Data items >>
Segment Open

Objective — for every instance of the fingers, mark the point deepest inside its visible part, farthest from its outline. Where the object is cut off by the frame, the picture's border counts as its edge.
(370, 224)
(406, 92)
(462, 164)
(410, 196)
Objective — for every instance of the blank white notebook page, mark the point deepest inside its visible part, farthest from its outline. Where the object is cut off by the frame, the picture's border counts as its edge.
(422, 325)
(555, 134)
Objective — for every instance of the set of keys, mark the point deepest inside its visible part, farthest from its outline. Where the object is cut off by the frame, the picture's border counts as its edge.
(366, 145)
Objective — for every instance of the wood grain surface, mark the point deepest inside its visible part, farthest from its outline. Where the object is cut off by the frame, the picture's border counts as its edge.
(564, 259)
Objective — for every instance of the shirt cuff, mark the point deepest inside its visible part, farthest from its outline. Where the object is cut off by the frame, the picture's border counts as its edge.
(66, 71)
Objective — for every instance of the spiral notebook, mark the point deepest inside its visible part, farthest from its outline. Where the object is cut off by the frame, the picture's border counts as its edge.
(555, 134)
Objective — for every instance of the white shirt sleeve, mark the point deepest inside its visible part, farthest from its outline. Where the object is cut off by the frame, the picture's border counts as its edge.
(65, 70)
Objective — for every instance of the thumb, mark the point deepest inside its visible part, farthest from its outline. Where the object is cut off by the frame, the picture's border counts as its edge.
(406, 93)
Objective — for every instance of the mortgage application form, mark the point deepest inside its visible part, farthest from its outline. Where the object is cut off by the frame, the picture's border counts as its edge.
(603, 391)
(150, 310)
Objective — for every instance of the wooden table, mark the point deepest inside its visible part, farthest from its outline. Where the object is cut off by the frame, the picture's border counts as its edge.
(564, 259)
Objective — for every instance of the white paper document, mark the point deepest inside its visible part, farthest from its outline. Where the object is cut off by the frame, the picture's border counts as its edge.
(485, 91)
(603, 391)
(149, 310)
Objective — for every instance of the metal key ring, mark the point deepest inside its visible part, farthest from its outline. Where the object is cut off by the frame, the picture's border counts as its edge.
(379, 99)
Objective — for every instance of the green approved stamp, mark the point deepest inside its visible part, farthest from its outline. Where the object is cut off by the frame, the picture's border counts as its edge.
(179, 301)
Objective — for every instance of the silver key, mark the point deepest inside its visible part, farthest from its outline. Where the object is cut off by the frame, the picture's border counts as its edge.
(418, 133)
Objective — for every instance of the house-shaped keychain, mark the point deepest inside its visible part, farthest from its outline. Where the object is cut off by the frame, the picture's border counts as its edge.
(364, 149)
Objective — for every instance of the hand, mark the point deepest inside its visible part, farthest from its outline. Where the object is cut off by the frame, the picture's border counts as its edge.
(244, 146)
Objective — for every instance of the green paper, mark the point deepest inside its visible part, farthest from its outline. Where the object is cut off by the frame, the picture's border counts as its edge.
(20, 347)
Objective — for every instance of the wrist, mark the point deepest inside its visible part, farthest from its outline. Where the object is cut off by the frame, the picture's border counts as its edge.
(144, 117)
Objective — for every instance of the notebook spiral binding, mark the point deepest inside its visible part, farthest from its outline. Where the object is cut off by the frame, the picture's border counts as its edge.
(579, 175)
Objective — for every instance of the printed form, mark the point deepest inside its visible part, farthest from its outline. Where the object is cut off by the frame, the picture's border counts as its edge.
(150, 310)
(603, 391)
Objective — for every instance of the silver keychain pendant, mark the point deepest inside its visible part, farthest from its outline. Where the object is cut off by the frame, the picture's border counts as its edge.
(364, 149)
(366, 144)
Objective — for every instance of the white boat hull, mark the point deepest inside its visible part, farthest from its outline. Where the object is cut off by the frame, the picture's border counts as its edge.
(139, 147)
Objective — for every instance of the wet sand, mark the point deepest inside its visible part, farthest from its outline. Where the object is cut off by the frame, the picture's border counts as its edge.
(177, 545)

Segment Closed

Problem to work on >> Output each entry once again, exactly as shown above.

Task response >>
Objective — for every instance of the fingers, mark the point deepest inside its visible part, farthest from its outline. Where the object is cut off by the frame, the picture's border counts as its edge.
(370, 224)
(406, 92)
(462, 164)
(410, 196)
Objective — for every instance of the blank white notebook page, mark the point deepest inside its visible part, farthest from its outline. Where the object is cut off by the frame, the picture's border counts as its edge.
(422, 325)
(555, 134)
Objective — for every instance of the set of keys, mark the point deepest inside its visible part, farthest from its outline. Where the object is cut off by the frame, the picture's border counts as its edge.
(366, 145)
Objective — for every instance of the wood grain surface, mark the point deepest inside its visible part, farthest from its outline. Where the object is cut off by the frame, the picture's border counts as its edge.
(564, 259)
Objective — for every instance of the shirt cuff, mark the point deepest inside its visible part, farthest from its outline. Where the object is cut off by the frame, the picture's border counts as its edge.
(66, 71)
Objective — for every instance of the spiral notebook, mark the point deepest inside its visible part, farthest from its outline. Where the object is cut off by the frame, the picture's border counts as its edge.
(555, 134)
Objective — for every instance of the white shirt sleeve, mark the point deepest inside its visible part, farthest from its outline. Where the object is cut off by the frame, the picture's border counts as its edge.
(65, 70)
Objective — for every instance of the thumb, mark the point deepest inside its visible part, farthest from its outline. Where the object is cut off by the frame, the picture's border counts as its edge.
(406, 93)
Objective — for every instance of the mortgage application form, mark the point deepest inside its visible part, farthest from its outline. Where the object is cut off by the frame, the picture's border counts as its edge.
(603, 391)
(150, 310)
Objective — for every instance of the wooden table, mark the point deepest inside its visible part, farthest from its outline. Where the object is cut off by the frame, the picture's border counts as its edge.
(564, 259)
Objective — for every instance of the white paper document, mark the point deepest inside its visible part, farthest from its outline. Where the object is cut off by the frame, the picture's border counts as its edge.
(485, 91)
(603, 391)
(149, 310)
Objective — for every instance of the metal key ring, mark the point deepest inside its visible part, farthest from its outline. Where the object is cut off by the frame, the picture's border counts as its edge.
(379, 99)
Objective — for every instance of the green approved stamp, mark the point deepest inside its visible part, farthest from its outline. Where the object is cut off by the frame, the picture's border counts as its edge.
(179, 301)
Objective — for every instance of the silver key, mark the point deepest inside its visible part, farthest from its outline. Where the object is cut off by the frame, the picture's border counts as its edge.
(418, 133)
Objective — for every instance of the house-shaped keychain, mark the point deepest inside its visible part, farthest from its outline. Where the object is cut off by the frame, the picture's border counts as its edge.
(364, 149)
Objective — for every instance of the hand, mark the point deepest inside its visible part, farthest from its outline. Where the object is cut off by the frame, the picture's border counts as its edge.
(244, 146)
Objective — for every instance of the green paper, mark the point deepest inside its visible part, farthest from its outline. Where the object is cut off by the frame, the picture's border counts as its edge.
(20, 347)
Objective — for every instance of the wrist, mark the point deepest inside its visible part, farthest from its outline. Where the object is cut off by the frame, the picture's border counts as its edge.
(144, 117)
Objective — for every instance of the notebook spiral binding, mark the point deepest inside its visible part, farthest from its outline. Where the object is cut off by the frame, the picture's border counts as its edge.
(579, 175)
Objective — for every instance of the printed form, mark the point deepest inside its visible part, farthest from its outline. Where the object is cut off by the frame, the picture's border counts as its edge.
(150, 310)
(603, 391)
Objective — for every instance of the silver keychain pendant, mark the point deepest inside its visible part, farthest from its outline. Where the object is cut off by the frame, the picture's border counts as its edge.
(364, 149)
(366, 144)
Objective — for every instance of the white boat hull, mark the point deepest inside its visible part, farthest from its outline. Where the object is cut off by the frame, the picture's border counts as its edge.
(139, 147)
Objective — for every instance of the wet sand, mark the point deepest inside its visible part, farthest from its outline. Where the object is cut off by the frame, the picture's border counts as its edge.
(177, 545)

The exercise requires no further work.